**Listed entries:**
════════════════════

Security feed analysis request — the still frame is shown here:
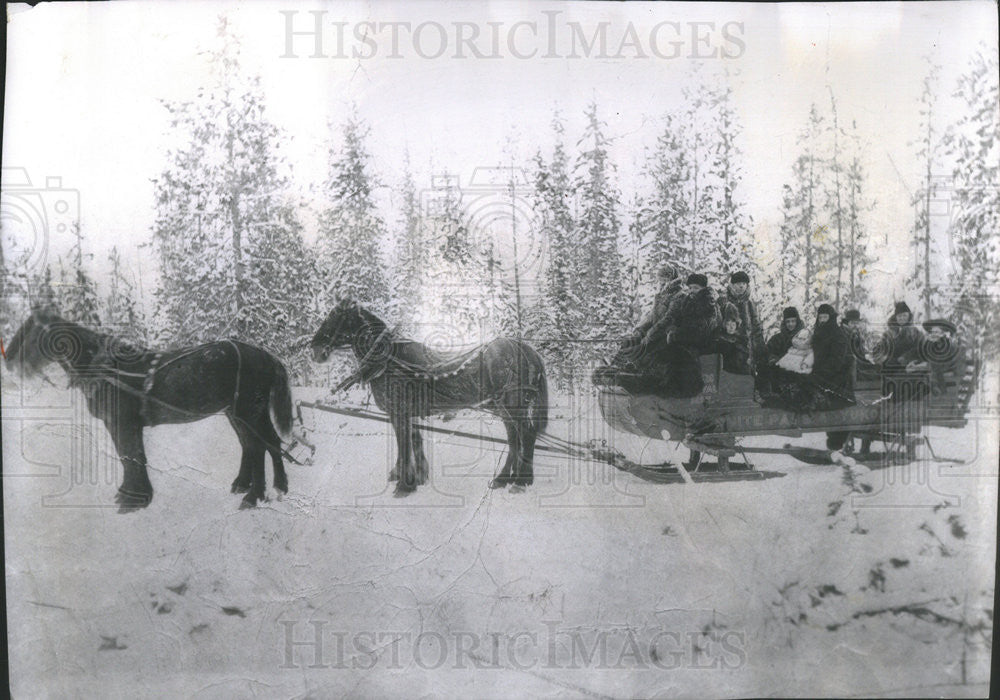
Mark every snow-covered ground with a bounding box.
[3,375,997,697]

════════════════════

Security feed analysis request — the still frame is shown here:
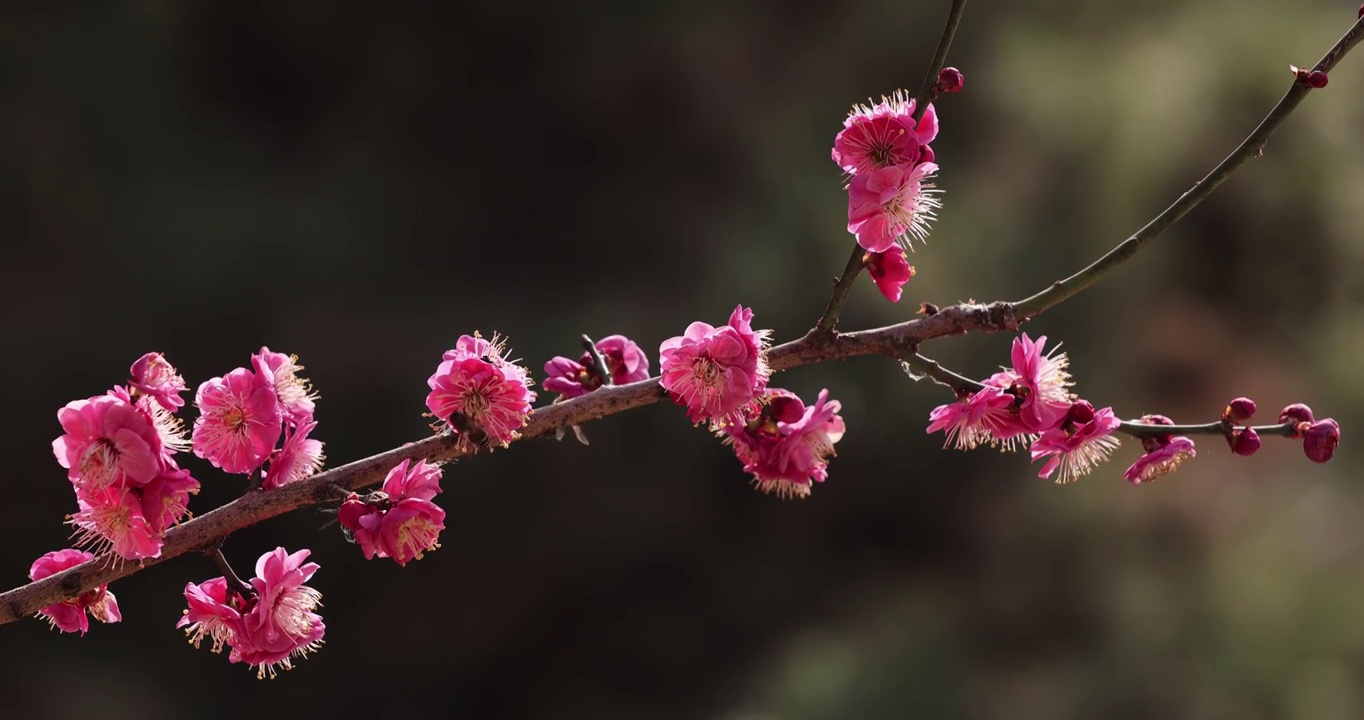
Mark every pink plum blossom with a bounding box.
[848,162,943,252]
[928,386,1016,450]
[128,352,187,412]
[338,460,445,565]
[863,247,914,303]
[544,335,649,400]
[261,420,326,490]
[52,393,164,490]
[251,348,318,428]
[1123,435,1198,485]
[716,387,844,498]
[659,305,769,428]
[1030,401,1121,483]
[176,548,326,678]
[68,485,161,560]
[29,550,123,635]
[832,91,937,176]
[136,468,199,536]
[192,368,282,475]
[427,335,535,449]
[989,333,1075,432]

════════════════════

**Task prompt:** Count the lines in the records above that contain the string "with", treating uppercase and lowercase as different. Give the number alone.

**Answer to the problem:** 2